** START **

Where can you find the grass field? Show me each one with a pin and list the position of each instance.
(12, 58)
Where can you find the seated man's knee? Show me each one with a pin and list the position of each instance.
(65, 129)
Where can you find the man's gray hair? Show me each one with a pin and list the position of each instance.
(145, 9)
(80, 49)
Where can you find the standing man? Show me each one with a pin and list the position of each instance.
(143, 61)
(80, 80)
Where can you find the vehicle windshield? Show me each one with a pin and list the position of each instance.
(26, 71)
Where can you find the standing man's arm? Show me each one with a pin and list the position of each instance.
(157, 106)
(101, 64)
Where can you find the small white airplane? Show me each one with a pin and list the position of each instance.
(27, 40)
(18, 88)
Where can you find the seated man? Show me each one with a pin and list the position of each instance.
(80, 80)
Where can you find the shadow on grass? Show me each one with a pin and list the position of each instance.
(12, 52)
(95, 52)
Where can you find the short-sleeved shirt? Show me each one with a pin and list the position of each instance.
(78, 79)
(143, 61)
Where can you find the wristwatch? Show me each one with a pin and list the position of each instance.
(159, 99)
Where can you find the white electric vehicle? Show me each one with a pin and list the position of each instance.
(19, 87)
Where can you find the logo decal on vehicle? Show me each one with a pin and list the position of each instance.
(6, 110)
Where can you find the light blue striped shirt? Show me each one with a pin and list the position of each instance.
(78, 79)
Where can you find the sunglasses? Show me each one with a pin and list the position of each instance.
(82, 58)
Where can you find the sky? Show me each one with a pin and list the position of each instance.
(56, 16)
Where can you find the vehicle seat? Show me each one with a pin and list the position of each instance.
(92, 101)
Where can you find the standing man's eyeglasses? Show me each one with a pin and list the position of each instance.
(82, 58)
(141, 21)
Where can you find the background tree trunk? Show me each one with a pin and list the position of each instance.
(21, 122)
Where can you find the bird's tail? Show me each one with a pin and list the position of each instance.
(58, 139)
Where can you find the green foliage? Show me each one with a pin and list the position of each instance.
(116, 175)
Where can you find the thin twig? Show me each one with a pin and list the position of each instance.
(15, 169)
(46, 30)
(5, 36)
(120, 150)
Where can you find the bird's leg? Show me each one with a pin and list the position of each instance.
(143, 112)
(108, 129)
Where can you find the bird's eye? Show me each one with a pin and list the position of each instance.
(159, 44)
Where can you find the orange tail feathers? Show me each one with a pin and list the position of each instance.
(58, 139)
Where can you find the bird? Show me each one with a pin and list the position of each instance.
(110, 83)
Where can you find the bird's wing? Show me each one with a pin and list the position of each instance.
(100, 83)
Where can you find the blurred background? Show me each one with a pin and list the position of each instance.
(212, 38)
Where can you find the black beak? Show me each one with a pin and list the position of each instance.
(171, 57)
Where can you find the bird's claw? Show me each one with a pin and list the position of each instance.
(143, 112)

** END **

# Instructions for the task:
Copy all of the data above word for word, keeping every line unchanged.

# Expected output:
Where can you find the grass field? Show me each one with a pin and list the position of each instance.
(12, 58)
Where can you find the seated man's knee? Show me each one with a pin and list the position of each instance.
(65, 129)
Where can you find the man's gray hair? Show me each one with a pin and list the position of each instance.
(145, 9)
(80, 49)
Where can you find the standing man? Show me each one with a pin and list the position of each instance.
(143, 61)
(80, 80)
Where can you find the vehicle windshield? Show me each one with a pin and list the position of each instance.
(26, 71)
Where can you find the standing man's arm? Show me each one with a pin and list the position of each instance.
(157, 106)
(101, 64)
Where can you find the small white airplane? Show me each one with a pin and list the position of each instance.
(27, 40)
(18, 88)
Where can you find the seated man? Show me each one with a pin and list the position of each instance.
(80, 80)
Where can you find the shadow on grass? Show me each one with a pin and list the position of each instance.
(12, 52)
(95, 52)
Where can you find the short-sleeved shirt? Show me each one with a pin and list the position of each instance.
(78, 79)
(143, 61)
Where can you find the wristwatch? Show me each one with a pin and list the position of each instance.
(159, 99)
Where can you find the white electric vehicle? Show me each one with a pin and list the position of each instance.
(19, 87)
Where can you find the logo decal on vehicle? Show me each one with a pin and list the position of each instance.
(6, 110)
Where can you find the light blue striped shirt? Show me each one with a pin and list the position of each instance.
(78, 79)
Where can you find the sunglasses? Show me each one with a pin and list the position of each instance.
(82, 58)
Where can you find the sky? Show me each one with a pin and list the position of each instance.
(56, 16)
Where can you find the vehicle seat? Show me each one with a pin and list the position of each instance.
(92, 101)
Where can you find the standing man's eyeglasses? Show me each one with a pin and list the position of each instance.
(82, 58)
(141, 21)
Where can you find the background tree trunk? Show me each one with a pin and list the position of each instance.
(21, 122)
Where can you find the bird's tail? Show me each one with a pin and list the position of each instance.
(58, 139)
Where can you find the green foliage? Show me each one with a pin and list the position of each instance.
(116, 175)
Where can you find the thin twig? Show me each one with a pin and list the position of each instance.
(15, 169)
(46, 30)
(5, 36)
(120, 150)
Where can you find the bird's leg? Show me each one with a pin and list the position of each instance.
(143, 112)
(108, 129)
Where can you find the bird's eye? Show me each one with a pin and list the position of each instance.
(159, 44)
Where can you find the orange tail feathers? Show me each one with a pin and list the position of each instance.
(58, 139)
Where can you find the bird? Show me each one with a pin and list the position of each instance.
(110, 83)
Where can you find the bird's wing? Show me each one with a pin and list the position of each instance.
(100, 83)
Where can you find the blurred background? Show me each one with a pin and list the position of each instance.
(212, 38)
Where can you find the black beak? Show me each one with a pin and list the position of each instance.
(171, 57)
Where can you find the bird's claw? Show me each one with a pin and list the position of each instance.
(143, 112)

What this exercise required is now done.